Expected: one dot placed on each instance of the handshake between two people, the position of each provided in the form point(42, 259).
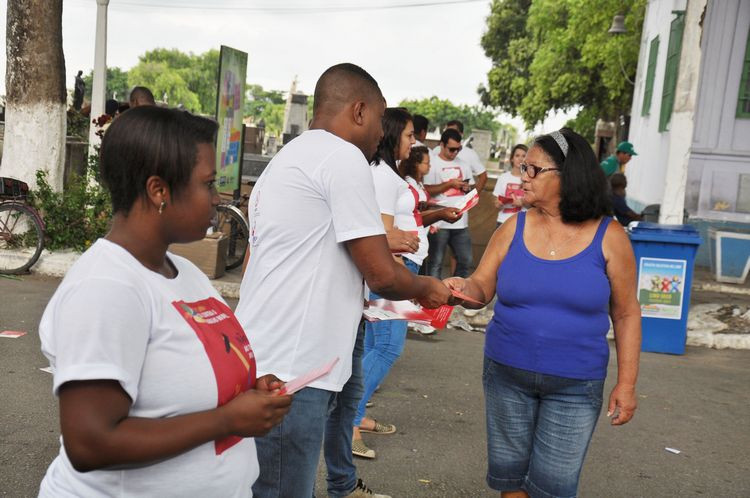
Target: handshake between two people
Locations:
point(451, 291)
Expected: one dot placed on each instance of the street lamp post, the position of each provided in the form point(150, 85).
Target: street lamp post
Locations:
point(99, 83)
point(618, 28)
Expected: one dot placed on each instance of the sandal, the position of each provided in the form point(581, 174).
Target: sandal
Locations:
point(380, 428)
point(359, 448)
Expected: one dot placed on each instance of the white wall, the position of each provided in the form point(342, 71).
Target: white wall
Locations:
point(721, 141)
point(646, 171)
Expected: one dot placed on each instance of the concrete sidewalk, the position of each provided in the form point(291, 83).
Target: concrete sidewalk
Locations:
point(696, 403)
point(719, 313)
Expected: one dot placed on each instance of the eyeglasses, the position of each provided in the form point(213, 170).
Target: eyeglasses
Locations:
point(532, 170)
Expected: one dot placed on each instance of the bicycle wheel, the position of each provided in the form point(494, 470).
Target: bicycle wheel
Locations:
point(231, 222)
point(21, 238)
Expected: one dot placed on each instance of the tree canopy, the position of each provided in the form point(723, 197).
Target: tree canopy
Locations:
point(184, 78)
point(440, 111)
point(556, 55)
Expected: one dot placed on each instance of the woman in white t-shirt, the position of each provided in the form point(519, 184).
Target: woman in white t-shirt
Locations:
point(413, 169)
point(508, 192)
point(155, 376)
point(399, 211)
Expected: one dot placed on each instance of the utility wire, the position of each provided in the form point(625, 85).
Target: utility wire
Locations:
point(323, 9)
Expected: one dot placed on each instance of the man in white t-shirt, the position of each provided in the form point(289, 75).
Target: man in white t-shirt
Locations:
point(449, 178)
point(470, 157)
point(316, 232)
point(421, 124)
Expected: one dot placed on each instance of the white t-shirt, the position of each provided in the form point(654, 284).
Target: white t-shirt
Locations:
point(441, 171)
point(424, 242)
point(112, 318)
point(508, 186)
point(470, 157)
point(301, 296)
point(396, 199)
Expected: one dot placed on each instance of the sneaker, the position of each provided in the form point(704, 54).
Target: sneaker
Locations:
point(380, 428)
point(470, 313)
point(361, 490)
point(359, 448)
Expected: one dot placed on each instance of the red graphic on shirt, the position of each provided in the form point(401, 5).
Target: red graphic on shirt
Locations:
point(449, 173)
point(416, 213)
point(512, 191)
point(227, 349)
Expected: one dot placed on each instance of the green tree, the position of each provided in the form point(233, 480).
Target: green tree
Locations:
point(440, 111)
point(186, 78)
point(266, 105)
point(117, 84)
point(556, 55)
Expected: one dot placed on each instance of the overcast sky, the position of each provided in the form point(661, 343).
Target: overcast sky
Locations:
point(413, 52)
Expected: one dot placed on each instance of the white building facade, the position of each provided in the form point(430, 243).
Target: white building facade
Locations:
point(690, 119)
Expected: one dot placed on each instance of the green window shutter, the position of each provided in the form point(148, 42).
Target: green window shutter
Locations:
point(743, 102)
point(650, 72)
point(671, 69)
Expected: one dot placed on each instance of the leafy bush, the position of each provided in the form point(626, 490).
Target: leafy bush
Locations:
point(74, 218)
point(78, 124)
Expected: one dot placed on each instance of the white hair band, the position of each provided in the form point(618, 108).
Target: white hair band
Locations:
point(561, 142)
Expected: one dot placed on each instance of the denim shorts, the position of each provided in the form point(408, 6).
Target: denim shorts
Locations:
point(538, 429)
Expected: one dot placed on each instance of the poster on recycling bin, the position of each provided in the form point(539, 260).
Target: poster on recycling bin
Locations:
point(661, 285)
point(229, 109)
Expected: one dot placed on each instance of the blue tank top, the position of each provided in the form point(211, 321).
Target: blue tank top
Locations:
point(552, 316)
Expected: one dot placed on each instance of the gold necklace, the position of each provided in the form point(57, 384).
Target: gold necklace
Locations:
point(554, 250)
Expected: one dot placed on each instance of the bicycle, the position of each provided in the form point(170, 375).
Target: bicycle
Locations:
point(21, 228)
point(233, 224)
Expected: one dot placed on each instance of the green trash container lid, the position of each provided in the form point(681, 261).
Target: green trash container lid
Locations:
point(655, 232)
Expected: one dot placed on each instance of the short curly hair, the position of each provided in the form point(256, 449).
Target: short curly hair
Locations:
point(151, 141)
point(583, 186)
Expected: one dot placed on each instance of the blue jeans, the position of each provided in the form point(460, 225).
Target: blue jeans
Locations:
point(538, 429)
point(342, 474)
point(459, 241)
point(288, 454)
point(384, 342)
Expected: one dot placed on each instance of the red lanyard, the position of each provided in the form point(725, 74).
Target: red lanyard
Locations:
point(417, 214)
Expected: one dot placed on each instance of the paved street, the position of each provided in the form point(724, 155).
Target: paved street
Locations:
point(696, 403)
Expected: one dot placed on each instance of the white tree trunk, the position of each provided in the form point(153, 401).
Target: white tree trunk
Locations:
point(35, 116)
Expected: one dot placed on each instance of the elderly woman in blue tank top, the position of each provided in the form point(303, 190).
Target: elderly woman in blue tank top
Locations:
point(560, 271)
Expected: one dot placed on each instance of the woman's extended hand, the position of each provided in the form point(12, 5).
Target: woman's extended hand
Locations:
point(436, 294)
point(451, 215)
point(622, 404)
point(455, 283)
point(255, 412)
point(268, 383)
point(401, 241)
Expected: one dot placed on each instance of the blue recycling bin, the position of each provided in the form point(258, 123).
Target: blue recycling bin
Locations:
point(664, 255)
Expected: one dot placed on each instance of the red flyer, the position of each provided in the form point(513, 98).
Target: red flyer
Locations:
point(464, 203)
point(383, 309)
point(295, 385)
point(464, 297)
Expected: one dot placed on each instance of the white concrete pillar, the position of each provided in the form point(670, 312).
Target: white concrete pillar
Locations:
point(99, 83)
point(681, 123)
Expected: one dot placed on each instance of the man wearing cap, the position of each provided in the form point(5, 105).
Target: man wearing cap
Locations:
point(617, 162)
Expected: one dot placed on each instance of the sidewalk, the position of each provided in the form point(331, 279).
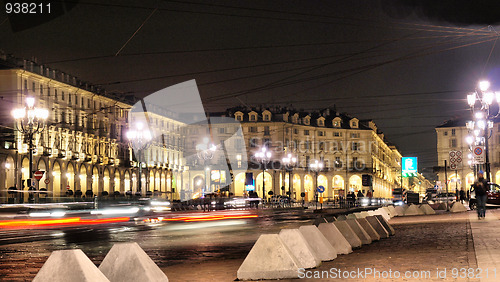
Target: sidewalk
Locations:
point(423, 245)
point(487, 244)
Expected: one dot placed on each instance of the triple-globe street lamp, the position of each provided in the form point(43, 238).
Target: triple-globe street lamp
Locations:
point(480, 128)
point(263, 156)
point(289, 162)
point(317, 166)
point(205, 152)
point(139, 139)
point(30, 121)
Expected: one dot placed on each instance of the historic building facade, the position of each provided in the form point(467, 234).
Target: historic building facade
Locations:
point(84, 147)
point(451, 136)
point(347, 147)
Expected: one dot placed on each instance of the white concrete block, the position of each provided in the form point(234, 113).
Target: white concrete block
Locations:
point(335, 238)
point(69, 265)
point(458, 207)
point(319, 220)
point(393, 211)
point(300, 248)
point(384, 213)
point(358, 215)
point(378, 227)
point(388, 211)
point(369, 229)
point(269, 258)
point(320, 245)
point(427, 209)
point(350, 236)
point(363, 236)
point(386, 225)
point(400, 211)
point(351, 216)
point(441, 206)
point(341, 217)
point(412, 210)
point(129, 262)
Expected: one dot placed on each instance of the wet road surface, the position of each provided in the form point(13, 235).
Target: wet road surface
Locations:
point(23, 252)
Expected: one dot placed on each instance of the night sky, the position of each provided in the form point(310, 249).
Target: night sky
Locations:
point(407, 65)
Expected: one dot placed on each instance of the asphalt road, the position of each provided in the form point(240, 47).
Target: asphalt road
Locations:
point(23, 252)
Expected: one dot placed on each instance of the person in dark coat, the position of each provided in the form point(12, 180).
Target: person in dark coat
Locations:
point(480, 188)
point(462, 196)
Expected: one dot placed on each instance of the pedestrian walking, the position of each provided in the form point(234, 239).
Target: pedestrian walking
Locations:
point(480, 187)
point(462, 196)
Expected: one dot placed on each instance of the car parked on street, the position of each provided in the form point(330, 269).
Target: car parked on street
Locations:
point(442, 197)
point(493, 199)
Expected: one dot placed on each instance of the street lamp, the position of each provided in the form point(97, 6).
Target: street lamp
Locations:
point(263, 156)
point(30, 121)
point(316, 167)
point(289, 162)
point(205, 152)
point(139, 139)
point(480, 129)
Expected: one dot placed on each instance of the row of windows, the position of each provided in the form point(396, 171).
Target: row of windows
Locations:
point(72, 98)
point(306, 120)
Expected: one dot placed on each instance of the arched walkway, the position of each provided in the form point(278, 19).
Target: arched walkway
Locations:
point(296, 186)
point(308, 188)
point(239, 184)
point(268, 180)
point(355, 183)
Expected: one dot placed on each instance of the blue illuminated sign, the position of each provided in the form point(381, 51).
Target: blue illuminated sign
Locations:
point(409, 165)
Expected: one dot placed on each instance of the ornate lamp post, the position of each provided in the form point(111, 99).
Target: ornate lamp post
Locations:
point(139, 139)
point(30, 121)
point(316, 167)
point(480, 129)
point(263, 156)
point(205, 152)
point(289, 162)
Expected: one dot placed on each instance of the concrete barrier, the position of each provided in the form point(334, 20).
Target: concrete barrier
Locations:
point(129, 262)
point(441, 206)
point(299, 247)
point(360, 232)
point(378, 226)
point(427, 209)
point(458, 207)
point(319, 220)
point(318, 242)
point(369, 229)
point(341, 217)
point(335, 238)
point(400, 211)
point(348, 233)
point(351, 216)
point(389, 212)
point(386, 225)
point(69, 265)
point(384, 213)
point(359, 215)
point(269, 258)
point(412, 210)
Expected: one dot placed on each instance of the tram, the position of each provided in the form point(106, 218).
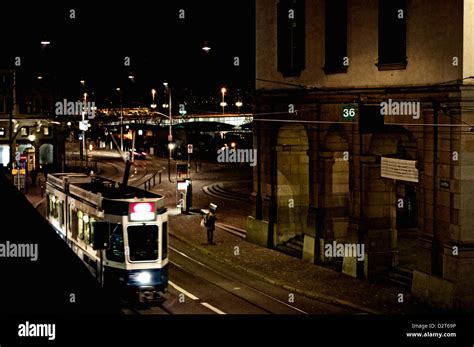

........

▶ **EXERCISE BRIEF**
Reproduce verbatim the lines of the data above, from the line containing "Expected: one dot placed on each instance of the white tree" up to and including the line containing "point(487, 244)", and omit any pictures from the reproduction.

▶ **TASK ANSWER**
Expected: one dot placed on each instance of the white tree trunk, the position of each provided in the form point(153, 401).
Target: white tree trunk
Locations:
point(35, 116)
Expected: one dot placed on each instance of the elderly woman in blue tank top, the position of each provided in the form point(303, 190).
Target: elderly woman in blue tank top
Locations:
point(560, 271)
Expected: one dot placed on each instance of the woman's extended hand, the position of each provided in the form point(12, 5).
Target: woman's extended hand
Locations:
point(436, 294)
point(451, 215)
point(622, 404)
point(455, 283)
point(255, 412)
point(268, 383)
point(401, 241)
Expected: one dot placed on each instance of the blue recycling bin, the position of each provided in the form point(258, 123).
Target: blue recycling bin
Locations:
point(664, 255)
Expected: one dot placed on each instance of the red flyer, the position of each provided in the form point(513, 98).
Target: red flyer
Locations:
point(464, 203)
point(383, 309)
point(295, 385)
point(464, 297)
Expected: one dot placed on each instance of the white concrete pillar, the position of each provided in the form point(670, 312).
Target: white concrete pillar
Locations:
point(99, 83)
point(681, 123)
Expected: one dot placed on each instance of the man wearing cap, the position of each provided in the form point(5, 105).
Target: man wearing cap
Locations:
point(617, 162)
Expected: one dot placed on each instance of the sidewalk, the position of each provided in the form point(331, 279).
Target: sidewalk
Locations:
point(423, 245)
point(487, 244)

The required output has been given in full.